| EXTRACT TO READ |

The federal government has decided to focus on improving the rate of organ donation in Australia following the recommendations of an Ernst and Young report. The independent review was ordered by the government last year to find out why the organ donation rate in Australia is lower compared to other developed countries.
Australia’s world ranking in terms of organ donations is 22 and the current quantity of donated organs is not enough to meet the demands. The report recommended 24 changes in the way the promotion of organ donation is done and its implementation in hospitals. The review also suggested that a new Board of Governance be constituted by the government to oversee the functions of the Organ and Tissue Authority, which is currently under the supervision of an advisory council.
Rural Health Minister Fiona Nash said that according to the report, OTA should take measures to improve accountability, transparency and governance of the program.
“Organ donation saves lives,” the ABC quoted Senator Nash as saying. “The review found that while the strategy is sound, there is significant room for improvement in the delivery. We’ve done pretty well over the last eight years, but there are many things we can do better.”
The BBC reported that, despite being a world leader in transplant surgery and having high rate of registered organ donors per capita in the world, the level of actual organ donation is quite low. The current donation rate in Australia is 16.9 donors per million population but the government said it is targeting 25 dpmp by 2018.
Jason Ryan, the chairman of Transplant Australia welcomed the recommendations and said that he is looking forward to a change when every suitable organ would be made available for transplant. He added that he believes the review would provide the government with the roadmap required to bring success in the field.
Senator Nash also said the government would not consider the opt-out model, which means it would regard every adult Australian as a default donor.

| EXCERPTED RECORDS |
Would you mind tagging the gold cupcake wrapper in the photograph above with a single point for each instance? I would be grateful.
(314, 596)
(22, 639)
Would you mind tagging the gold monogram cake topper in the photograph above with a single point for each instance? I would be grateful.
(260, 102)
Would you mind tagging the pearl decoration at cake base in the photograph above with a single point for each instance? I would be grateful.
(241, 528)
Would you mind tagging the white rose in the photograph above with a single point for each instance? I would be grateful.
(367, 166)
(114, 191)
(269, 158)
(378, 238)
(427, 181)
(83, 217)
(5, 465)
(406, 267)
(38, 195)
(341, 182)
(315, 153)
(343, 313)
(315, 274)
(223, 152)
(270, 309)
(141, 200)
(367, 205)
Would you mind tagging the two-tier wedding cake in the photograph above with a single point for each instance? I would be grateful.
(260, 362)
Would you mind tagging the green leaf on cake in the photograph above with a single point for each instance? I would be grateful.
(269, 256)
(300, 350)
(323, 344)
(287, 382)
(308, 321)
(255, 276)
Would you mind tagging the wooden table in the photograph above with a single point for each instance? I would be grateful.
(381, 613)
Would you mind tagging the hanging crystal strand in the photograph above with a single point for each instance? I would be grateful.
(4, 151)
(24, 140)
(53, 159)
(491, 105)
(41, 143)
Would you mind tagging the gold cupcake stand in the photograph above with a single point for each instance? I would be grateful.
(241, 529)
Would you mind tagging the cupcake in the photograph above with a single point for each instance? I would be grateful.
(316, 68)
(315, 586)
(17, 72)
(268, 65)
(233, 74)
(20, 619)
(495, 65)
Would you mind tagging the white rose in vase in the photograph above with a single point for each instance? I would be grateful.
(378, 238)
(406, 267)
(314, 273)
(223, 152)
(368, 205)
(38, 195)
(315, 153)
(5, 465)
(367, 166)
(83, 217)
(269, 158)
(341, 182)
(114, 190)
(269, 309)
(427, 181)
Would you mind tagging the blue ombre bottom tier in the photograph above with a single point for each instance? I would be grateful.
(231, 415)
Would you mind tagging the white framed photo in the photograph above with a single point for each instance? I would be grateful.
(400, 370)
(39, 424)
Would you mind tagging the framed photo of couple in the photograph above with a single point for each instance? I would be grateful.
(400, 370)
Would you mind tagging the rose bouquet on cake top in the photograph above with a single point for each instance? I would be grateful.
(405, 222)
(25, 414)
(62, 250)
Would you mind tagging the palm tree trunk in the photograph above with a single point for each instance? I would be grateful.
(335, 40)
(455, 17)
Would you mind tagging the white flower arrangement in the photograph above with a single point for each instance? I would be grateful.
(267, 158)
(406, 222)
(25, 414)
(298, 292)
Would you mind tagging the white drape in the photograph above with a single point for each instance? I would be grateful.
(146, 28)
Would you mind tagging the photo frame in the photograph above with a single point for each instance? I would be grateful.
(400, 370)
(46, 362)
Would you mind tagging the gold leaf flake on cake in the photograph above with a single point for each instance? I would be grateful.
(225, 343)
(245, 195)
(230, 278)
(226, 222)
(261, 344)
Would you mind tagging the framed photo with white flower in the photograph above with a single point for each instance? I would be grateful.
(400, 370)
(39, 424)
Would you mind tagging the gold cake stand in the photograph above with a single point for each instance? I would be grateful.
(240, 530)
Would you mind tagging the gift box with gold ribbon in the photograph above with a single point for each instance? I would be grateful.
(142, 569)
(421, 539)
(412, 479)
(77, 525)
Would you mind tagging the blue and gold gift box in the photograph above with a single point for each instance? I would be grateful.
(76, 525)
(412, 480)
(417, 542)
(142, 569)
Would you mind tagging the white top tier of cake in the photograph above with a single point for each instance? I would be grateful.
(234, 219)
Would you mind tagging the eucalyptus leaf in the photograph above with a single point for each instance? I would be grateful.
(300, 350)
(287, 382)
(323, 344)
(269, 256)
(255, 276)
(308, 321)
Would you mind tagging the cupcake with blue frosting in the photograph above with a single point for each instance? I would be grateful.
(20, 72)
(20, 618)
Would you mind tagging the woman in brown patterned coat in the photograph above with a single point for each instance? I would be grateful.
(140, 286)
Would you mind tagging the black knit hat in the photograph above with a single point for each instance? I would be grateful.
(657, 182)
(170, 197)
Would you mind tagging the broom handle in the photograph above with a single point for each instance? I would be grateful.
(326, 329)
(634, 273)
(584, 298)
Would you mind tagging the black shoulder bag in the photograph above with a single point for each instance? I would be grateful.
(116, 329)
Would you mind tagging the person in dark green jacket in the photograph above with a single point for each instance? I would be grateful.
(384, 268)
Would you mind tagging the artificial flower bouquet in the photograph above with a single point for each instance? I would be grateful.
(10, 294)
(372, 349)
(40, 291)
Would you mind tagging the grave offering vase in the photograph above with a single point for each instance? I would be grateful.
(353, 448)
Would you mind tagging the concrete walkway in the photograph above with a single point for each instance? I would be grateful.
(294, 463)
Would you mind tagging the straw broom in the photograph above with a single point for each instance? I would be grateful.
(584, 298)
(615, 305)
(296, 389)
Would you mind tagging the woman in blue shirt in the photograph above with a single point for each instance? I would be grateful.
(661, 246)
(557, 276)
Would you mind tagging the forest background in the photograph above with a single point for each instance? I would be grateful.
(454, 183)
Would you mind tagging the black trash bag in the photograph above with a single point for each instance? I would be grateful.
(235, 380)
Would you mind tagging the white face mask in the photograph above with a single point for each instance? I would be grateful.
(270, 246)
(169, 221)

| REQUIRED ACTION A |
From the organ donation article, extract the passage from "The BBC reported" to "in the field.".
| REQUIRED ACTION B |
According to the organ donation article, what donation rate is the government targeting by 2018?

| SOLUTION A |
The BBC reported that, despite being a world leader in transplant surgery and having high rate of registered organ donors per capita in the world, the level of actual organ donation is quite low. The current donation rate in Australia is 16.9 donors per million population but the government said it is targeting 25 dpmp by 2018.
Jason Ryan, the chairman of Transplant Australia welcomed the recommendations and said that he is looking forward to a change when every suitable organ would be made available for transplant. He added that he believes the review would provide the government with the roadmap required to bring success in the field.

| SOLUTION B |
25 donors per million population.